====== EXCERPT
From a farming family of relatively modest means, Virchow studied medicine in Berlin at the military academy of Prussia on a scholarship. When he graduated in 1842 he went to serve as Robert Froriep's assistant at the Berlin Charité rather than the expected military service. He was employed as an intern at Charité Hospital in Berlin but was suspended on March 31, 1849 because of his liberal view of the German government. Due to political reasons, he moved to Würzburg to study and teach anatomy. In 1856, he returned to Berlin as a professor of anatomic pathology (a chair created just for him) at Berlin University and the Berlin Charité where he had previously worked as Froriep's assistant. One of his major contributions to German medical education was to encourage the use of microscopes by medical students and was known for constantly urging his students to 'think microscopically'. The campus where this Charité hospital is located is named after him, the Campus Virchow Klinikum.

Virchow is credited with multiple significant discoveries.Although he and Theodor Schwann are not mentioned together. His most widely known is indeed his cell theory. He is cited as the first to recognize leukemia. However, he is perhaps best known for his theory Omnis cellula e cellula ("every cell originates from another existing cell like it.") which he published in 1858. (The epigram was actually coined by François-Vincent Raspail but popularized by Virchow). It is a rejection of the concept of spontaneous generation, which held that organisms could arise from non-living matter. It was believed, for example, that maggots could spontaneously appear in decaying meat; Francesco Redi carried out experiments which disproved this. Redi's work gave rise to the maxim Omne vivum ex ovo ("every living thing comes from a living thing"), Virchow (and his predecessors) extended this to state that the only source for a living cell was another living cell.

Another significant credit relates to the discovery, made approximately simultaneously by Virchow and Charles Emile Troisier, that an enlarged left supra-clavicular node is one of the earliest signs of gastrointestinal malignancy, commonly of the stomach, or less commonly, lung cancer. This has become known as Virchow's node and simultaneously Troisier's sign.
============
====== MATERIAL PROVIDED
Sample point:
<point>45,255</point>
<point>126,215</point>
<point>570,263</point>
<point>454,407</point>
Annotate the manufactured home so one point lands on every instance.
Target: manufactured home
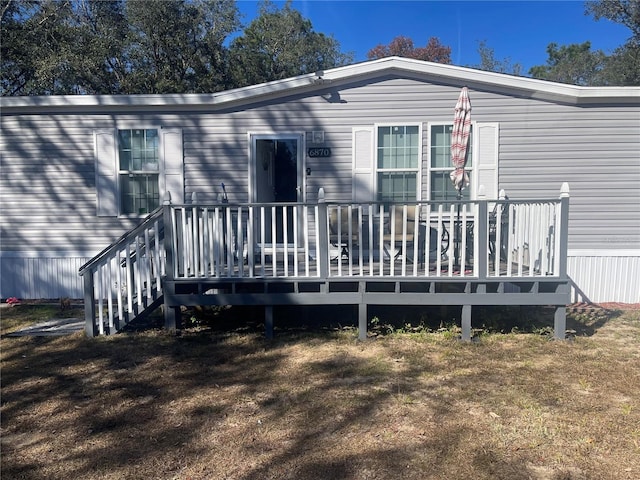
<point>349,167</point>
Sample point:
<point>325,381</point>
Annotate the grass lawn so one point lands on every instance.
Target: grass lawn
<point>225,404</point>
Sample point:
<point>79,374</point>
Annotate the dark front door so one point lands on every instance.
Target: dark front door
<point>277,179</point>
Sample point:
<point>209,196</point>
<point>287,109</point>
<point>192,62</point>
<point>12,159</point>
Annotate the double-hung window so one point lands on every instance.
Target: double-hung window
<point>398,156</point>
<point>138,174</point>
<point>440,184</point>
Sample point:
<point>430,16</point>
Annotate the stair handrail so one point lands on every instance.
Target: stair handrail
<point>107,252</point>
============
WHAT THE EXERCISE ASKS> According to the Virchow excerpt, who actually coined the epigram Omnis cellula e cellula?

EXERCISE RESPONSE> François-Vincent Raspail